## Consigne
Recopiez à l'identique, s'il vous plaît, le passage du texte affiché ci-dessous qui va de « Ce fut la seule » à « transit vers l’Australie. ».

___ Texte affiché ___

Pour ouvrir la saison 5 de ce blog, et avant de parler littérature, je vous livre ce compte-rendu de deux conversations particulièrement saisissantes tenues cet été, dans l’aéroport chinois de Canton, alors que j’attendais, pendant seize heures, mon vol en direction du Vietnam – un bien curieux aéroport où le moindre café coûtait 10 dollars.

Ce fut la seule fois pendant ce voyage où j’entendis parler de la France, de la part de personnes n’y habitant pas, et j’ai été frappé par les fantasmes que ce pays génère et par la similitude de ces fantasmes chez des gens pourtant très différents. Je reproduis ces conversations sans faire commentaire.

La première, très brève, avec un Français en transit vers l’Australie.

« Vous vivez là-bas ?
– Oh oui, Sydney ! Franchement, la France, c’est plus possible… Ma femme a eu peur en voyant Paris. Il faut la comprendre, elle est australienne… Les Halles, Barbès, tout ça… L’horreur ! C’est plus Paris, c’est le Maghreb. En Province, ça va encore… Y’a encore des coins tranquilles. Mais Paris, c’est foutu… La France, c’est foutu. C’est trop tard, maintenant. Il faut partir, pendant qu’il est encore temps.
– Diriez-vous que vous êtes raciste ?
– Raciste ? Oui, bien sûr ! C’est naturel, d’être raciste ! J’en suis fier ! Quoi de plus normal ? »

J’ai laissé cet homme rejoindre son terminal, entamant alors une seconde conversation avec un groupe de quatre Américains, cette fois-ci, deux couples de septuagénaires et de quadragénaires, qui attendaient avec moi leur avion vers le Vietnam. Le premier homme se disait détective à la retraite (spécialisé dans les preuves de prostitution, à New York), le second ingénieur chez AT/T.

___ Données ___

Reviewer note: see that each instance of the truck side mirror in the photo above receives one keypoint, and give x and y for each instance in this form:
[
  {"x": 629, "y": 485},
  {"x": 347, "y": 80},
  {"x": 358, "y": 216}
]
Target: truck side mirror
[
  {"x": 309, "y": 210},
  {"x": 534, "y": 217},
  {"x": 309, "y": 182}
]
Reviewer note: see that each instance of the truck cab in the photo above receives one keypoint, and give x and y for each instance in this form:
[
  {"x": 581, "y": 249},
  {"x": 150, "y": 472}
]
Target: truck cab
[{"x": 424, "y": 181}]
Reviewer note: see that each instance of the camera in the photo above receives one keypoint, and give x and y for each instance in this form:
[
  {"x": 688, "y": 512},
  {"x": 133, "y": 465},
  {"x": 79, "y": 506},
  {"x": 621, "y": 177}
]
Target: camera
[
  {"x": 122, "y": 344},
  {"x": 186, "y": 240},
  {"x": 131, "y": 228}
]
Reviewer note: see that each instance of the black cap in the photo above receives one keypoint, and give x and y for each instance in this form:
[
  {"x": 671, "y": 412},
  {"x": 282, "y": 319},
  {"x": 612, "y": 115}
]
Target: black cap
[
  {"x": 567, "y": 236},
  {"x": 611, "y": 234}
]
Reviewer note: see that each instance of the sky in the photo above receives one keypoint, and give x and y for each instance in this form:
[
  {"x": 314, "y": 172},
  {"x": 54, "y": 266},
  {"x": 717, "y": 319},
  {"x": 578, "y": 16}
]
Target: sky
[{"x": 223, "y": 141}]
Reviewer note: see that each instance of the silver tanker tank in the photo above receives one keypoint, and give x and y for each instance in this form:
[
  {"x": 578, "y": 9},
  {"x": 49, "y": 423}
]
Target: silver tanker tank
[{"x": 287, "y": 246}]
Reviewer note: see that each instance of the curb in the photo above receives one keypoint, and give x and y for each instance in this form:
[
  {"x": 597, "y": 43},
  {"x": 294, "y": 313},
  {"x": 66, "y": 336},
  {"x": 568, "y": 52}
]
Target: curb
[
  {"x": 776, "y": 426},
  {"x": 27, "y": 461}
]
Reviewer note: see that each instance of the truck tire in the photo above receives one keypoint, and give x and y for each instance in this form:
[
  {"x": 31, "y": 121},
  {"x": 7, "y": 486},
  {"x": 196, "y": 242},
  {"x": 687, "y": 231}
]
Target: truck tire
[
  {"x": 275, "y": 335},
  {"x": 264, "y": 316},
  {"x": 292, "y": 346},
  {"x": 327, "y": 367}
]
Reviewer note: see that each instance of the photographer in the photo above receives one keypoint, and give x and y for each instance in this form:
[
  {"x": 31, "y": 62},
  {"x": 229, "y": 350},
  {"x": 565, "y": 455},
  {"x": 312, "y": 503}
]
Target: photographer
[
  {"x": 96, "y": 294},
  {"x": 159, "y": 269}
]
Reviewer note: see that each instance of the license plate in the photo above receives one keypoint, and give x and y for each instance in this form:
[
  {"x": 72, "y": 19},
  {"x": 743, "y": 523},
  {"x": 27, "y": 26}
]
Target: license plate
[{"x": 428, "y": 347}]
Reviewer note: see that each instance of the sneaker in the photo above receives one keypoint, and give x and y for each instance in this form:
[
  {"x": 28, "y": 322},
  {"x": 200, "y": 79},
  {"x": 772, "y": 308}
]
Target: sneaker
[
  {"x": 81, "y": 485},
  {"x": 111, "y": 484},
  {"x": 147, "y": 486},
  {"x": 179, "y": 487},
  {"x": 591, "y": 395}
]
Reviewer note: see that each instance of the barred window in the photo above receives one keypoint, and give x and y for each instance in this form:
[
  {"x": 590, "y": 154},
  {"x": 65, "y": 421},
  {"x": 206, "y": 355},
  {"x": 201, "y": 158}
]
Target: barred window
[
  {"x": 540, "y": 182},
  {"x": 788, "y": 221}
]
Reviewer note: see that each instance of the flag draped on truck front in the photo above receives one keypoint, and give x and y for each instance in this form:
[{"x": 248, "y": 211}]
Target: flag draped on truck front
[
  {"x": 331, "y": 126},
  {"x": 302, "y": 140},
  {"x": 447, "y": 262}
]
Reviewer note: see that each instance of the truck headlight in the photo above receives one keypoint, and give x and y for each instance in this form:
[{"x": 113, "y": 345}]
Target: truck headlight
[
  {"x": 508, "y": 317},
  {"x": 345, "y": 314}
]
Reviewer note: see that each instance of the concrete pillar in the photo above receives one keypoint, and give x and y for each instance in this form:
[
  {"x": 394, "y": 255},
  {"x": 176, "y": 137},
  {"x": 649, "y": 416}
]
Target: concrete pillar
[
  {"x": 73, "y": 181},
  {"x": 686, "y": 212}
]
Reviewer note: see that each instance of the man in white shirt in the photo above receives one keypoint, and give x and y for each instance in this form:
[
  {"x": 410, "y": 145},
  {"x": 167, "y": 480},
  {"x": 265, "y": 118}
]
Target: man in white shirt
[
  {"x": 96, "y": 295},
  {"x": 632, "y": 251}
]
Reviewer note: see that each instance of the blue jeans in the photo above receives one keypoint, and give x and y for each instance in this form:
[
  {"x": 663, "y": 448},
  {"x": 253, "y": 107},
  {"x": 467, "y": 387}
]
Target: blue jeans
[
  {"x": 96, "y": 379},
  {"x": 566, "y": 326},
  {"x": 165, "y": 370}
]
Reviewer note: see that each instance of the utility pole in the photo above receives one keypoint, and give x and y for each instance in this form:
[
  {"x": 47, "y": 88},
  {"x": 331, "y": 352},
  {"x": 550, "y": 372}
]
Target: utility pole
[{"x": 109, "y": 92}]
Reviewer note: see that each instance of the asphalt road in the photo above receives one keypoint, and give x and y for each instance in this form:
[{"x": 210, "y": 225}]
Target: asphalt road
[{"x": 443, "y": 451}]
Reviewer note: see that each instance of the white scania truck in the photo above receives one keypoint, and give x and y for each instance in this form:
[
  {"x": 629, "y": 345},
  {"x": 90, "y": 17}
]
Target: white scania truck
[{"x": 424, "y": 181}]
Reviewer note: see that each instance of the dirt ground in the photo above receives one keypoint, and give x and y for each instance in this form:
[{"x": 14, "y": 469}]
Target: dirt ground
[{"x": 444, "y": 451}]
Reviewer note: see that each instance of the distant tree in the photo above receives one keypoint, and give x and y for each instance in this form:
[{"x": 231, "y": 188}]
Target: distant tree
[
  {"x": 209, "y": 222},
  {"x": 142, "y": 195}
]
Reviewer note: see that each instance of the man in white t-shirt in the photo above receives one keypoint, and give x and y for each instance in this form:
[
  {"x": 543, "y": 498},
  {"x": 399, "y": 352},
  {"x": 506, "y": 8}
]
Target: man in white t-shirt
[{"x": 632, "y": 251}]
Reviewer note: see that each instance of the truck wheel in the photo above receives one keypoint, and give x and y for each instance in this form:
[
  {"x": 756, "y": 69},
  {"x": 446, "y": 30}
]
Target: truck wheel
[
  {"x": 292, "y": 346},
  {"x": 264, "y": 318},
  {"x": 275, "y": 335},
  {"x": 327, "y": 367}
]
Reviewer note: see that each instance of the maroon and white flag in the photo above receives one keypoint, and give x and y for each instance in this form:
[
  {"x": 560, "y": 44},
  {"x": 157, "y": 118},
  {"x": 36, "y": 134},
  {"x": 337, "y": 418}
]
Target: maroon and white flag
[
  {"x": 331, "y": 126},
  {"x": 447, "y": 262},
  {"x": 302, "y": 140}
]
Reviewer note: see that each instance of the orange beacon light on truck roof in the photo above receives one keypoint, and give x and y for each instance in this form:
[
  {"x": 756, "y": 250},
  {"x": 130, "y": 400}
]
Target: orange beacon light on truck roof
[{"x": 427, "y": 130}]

___

## Résultat
Ce fut la seule fois pendant ce voyage où j’entendis parler de la France, de la part de personnes n’y habitant pas, et j’ai été frappé par les fantasmes que ce pays génère et par la similitude de ces fantasmes chez des gens pourtant très différents. Je reproduis ces conversations sans faire commentaire.

La première, très brève, avec un Français en transit vers l’Australie.